■ **Your instructions**
Locate "the bag strap" in the listing. Transcribe the line that contains it and every line that follows, through the last, omitting all pictures.
□ □ □ □ □
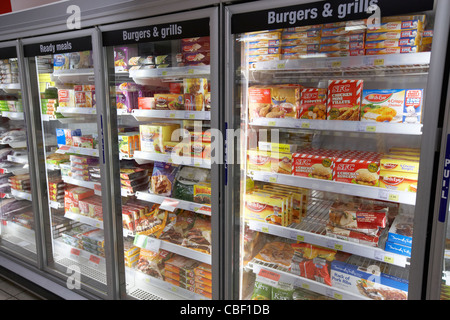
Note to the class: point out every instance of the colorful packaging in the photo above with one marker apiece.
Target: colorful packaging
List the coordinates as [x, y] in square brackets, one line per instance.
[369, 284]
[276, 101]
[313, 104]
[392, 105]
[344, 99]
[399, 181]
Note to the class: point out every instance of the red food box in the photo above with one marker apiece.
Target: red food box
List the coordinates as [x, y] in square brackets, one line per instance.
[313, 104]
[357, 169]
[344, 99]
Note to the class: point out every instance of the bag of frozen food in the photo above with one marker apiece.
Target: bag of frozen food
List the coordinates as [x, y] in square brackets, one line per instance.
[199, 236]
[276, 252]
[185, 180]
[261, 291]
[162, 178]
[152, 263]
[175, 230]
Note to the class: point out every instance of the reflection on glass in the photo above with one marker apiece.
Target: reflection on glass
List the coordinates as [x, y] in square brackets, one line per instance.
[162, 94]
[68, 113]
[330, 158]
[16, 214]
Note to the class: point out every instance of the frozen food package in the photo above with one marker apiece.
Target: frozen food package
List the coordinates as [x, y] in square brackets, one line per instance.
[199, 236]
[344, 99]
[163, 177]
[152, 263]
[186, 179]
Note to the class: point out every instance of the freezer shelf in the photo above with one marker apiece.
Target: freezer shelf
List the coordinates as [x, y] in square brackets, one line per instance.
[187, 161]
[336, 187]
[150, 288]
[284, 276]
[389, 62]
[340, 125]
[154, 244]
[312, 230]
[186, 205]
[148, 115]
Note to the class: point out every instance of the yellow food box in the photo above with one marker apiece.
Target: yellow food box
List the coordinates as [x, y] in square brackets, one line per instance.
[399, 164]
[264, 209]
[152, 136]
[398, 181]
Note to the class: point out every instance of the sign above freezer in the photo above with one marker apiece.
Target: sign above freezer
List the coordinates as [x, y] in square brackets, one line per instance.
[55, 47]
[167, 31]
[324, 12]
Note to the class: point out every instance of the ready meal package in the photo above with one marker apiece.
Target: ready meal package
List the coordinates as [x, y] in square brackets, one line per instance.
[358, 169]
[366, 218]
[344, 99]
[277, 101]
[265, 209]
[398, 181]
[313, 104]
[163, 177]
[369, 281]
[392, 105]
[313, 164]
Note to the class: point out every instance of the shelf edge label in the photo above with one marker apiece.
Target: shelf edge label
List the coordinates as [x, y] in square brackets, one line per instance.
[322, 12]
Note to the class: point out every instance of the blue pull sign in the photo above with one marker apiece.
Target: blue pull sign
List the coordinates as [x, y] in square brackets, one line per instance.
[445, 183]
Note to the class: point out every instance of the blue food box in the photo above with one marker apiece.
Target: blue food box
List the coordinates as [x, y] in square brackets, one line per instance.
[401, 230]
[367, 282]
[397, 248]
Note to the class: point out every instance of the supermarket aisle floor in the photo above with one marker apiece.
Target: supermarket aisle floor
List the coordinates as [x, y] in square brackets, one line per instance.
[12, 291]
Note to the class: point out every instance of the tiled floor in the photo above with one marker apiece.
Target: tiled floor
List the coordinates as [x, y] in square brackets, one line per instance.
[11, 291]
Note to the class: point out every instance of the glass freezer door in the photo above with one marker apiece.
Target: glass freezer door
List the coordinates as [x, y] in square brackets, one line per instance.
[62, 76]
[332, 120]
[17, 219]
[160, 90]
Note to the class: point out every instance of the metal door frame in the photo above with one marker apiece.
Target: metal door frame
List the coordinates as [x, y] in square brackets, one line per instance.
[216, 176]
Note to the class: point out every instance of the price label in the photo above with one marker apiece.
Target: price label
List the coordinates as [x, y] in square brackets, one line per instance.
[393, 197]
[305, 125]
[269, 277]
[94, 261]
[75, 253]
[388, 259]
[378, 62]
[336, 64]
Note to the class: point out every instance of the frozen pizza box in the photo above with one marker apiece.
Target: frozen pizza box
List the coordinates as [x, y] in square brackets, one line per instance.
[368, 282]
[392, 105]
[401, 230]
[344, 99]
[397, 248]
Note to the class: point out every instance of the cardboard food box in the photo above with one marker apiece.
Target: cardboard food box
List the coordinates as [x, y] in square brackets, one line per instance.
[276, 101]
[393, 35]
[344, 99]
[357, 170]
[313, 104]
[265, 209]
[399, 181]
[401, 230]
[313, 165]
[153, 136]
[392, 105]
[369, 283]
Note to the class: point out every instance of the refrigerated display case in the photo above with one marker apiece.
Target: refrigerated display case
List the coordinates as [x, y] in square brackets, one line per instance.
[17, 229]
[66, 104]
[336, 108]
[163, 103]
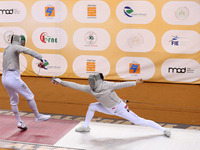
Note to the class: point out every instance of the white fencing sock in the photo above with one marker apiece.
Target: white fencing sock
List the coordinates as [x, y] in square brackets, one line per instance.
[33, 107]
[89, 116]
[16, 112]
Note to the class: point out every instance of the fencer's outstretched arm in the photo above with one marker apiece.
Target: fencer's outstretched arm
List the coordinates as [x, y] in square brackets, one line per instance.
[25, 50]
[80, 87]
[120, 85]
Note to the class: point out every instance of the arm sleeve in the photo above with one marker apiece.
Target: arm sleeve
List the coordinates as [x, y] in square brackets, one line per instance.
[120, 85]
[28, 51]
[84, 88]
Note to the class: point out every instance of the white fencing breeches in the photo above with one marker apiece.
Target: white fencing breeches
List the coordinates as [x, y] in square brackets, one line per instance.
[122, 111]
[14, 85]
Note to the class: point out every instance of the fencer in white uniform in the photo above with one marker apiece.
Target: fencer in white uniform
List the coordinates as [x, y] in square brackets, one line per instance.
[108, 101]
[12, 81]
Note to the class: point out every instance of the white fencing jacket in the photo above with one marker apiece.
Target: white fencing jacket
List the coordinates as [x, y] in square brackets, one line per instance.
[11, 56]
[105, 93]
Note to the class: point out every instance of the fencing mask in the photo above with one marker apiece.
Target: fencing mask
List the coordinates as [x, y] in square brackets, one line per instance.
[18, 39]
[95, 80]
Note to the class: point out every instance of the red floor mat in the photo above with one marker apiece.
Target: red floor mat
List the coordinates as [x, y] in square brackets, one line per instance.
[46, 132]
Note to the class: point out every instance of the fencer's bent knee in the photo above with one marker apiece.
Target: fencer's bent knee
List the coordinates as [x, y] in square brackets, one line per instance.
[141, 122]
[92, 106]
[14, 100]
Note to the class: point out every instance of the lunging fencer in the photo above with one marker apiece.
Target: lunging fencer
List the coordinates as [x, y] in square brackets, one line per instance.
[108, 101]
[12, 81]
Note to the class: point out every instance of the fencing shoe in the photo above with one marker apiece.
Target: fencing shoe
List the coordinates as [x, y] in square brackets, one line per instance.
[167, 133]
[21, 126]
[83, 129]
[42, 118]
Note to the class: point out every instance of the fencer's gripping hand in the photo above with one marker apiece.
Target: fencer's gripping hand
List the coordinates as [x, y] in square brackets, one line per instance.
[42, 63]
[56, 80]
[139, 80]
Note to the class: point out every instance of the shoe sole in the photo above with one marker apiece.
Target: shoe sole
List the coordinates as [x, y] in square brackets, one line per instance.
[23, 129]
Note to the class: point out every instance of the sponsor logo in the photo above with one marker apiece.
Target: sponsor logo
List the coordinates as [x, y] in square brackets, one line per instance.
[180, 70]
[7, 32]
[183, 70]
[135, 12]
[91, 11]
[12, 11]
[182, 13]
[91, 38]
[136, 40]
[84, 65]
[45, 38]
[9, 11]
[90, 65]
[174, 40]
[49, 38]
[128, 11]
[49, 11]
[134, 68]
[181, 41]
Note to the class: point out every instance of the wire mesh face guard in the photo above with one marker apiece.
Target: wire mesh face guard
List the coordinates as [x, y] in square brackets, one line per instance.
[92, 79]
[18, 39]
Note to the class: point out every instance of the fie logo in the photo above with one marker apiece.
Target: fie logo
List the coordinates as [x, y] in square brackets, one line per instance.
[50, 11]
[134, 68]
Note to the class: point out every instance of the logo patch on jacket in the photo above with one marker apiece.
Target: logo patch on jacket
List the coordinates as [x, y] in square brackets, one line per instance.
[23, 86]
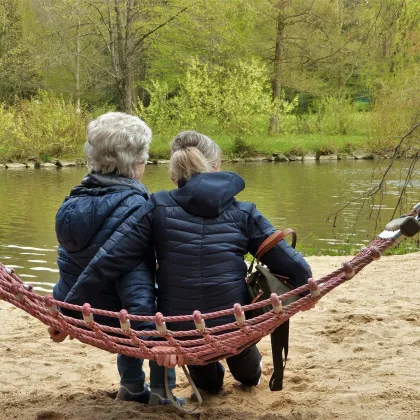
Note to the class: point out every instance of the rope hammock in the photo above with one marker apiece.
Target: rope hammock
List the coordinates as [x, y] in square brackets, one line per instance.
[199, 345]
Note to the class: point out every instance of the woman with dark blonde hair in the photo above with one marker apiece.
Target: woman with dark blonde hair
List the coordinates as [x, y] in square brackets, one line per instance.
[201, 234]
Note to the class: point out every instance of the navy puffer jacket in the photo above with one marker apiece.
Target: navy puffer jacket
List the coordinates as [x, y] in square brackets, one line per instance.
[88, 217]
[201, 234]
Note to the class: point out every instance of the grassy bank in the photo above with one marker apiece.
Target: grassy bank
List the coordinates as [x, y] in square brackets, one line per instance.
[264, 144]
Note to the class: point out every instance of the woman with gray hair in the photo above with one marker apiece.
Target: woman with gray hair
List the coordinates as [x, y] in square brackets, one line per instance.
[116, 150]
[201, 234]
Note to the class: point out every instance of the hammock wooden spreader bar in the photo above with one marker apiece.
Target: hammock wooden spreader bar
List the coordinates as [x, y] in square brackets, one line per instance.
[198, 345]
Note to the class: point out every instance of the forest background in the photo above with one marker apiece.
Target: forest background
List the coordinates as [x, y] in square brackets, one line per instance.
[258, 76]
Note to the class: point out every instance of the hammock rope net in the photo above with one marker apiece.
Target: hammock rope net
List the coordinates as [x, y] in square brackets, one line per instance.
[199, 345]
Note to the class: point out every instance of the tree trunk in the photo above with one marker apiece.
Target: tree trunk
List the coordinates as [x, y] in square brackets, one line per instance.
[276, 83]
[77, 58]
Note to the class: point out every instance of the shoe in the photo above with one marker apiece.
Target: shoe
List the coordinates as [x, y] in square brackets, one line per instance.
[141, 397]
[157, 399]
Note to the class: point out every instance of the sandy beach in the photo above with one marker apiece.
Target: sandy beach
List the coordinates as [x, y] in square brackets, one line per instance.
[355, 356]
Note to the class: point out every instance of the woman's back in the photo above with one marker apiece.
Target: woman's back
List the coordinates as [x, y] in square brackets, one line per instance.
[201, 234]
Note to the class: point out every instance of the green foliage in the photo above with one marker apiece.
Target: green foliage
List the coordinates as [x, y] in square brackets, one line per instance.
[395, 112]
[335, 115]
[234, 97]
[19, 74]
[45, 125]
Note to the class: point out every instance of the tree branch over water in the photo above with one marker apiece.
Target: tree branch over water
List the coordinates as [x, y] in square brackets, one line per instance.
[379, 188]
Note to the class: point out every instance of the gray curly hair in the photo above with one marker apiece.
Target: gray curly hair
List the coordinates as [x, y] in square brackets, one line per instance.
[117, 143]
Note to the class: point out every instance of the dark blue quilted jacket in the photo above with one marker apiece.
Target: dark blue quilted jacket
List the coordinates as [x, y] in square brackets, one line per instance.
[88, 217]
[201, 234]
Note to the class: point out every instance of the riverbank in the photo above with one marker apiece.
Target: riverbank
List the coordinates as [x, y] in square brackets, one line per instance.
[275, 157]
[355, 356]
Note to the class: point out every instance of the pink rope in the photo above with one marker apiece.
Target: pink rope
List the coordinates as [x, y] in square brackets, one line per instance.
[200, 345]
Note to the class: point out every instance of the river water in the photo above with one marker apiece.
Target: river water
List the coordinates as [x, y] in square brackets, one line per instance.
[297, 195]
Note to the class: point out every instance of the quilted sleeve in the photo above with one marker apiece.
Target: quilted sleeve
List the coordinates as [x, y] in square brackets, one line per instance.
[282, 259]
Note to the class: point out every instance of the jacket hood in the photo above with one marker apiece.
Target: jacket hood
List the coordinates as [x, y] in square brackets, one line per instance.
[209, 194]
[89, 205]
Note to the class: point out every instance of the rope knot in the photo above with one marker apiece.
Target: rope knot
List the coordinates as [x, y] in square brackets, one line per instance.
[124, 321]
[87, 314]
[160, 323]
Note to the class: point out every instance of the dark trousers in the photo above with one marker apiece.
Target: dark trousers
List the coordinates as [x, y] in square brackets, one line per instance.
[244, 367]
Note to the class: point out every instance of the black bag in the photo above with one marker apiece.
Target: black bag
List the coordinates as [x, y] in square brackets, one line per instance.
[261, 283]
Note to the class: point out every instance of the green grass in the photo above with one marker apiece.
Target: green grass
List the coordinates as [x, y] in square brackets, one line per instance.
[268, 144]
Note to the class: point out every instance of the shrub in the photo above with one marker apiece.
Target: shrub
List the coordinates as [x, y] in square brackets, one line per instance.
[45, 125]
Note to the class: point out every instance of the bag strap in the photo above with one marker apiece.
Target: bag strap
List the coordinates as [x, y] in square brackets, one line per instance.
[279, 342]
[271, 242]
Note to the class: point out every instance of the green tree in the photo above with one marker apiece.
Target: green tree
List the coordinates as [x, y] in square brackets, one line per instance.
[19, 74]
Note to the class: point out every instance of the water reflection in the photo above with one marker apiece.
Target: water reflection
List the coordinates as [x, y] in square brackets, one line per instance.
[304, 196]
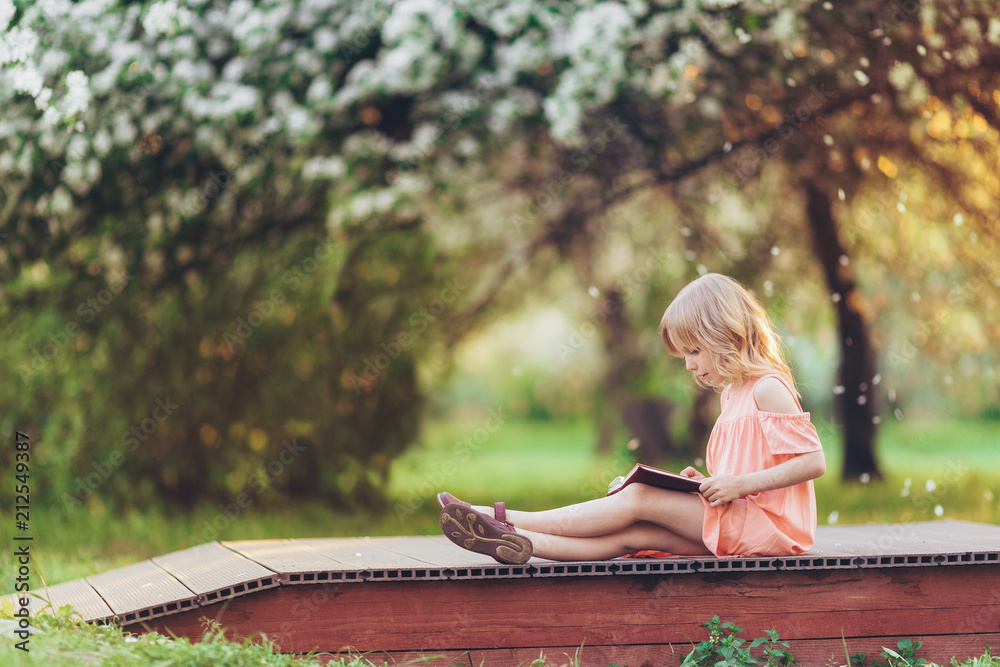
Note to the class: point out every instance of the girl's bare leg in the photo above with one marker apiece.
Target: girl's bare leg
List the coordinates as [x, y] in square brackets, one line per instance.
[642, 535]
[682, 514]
□ □ □ □ □
■ **Answer to this task**
Note to the class: point out every instance of the bag strap in the photo above with one marker apiece.
Target: bag strap
List the coordinates as [x, y] in square brackets, one line per instance.
[279, 342]
[271, 242]
Note to the class: point out every instance of the green tree in the photo above with one marker apiece.
Target: green tree
List the coordinates as [x, y] in square brackets, one line per instance.
[19, 74]
Note to the class: point out every instance of the water reflection in the photo above with one marker apiece.
Target: water reflection
List the coordinates as [x, y] in square brackets, one line per instance.
[304, 196]
Note to the class: point out every instance of the girl's bare leg in the photo above with one marker apiece.
Target: girl's bare leg
List the coordinates as [x, y] in square brackets, one line per instance.
[642, 535]
[682, 514]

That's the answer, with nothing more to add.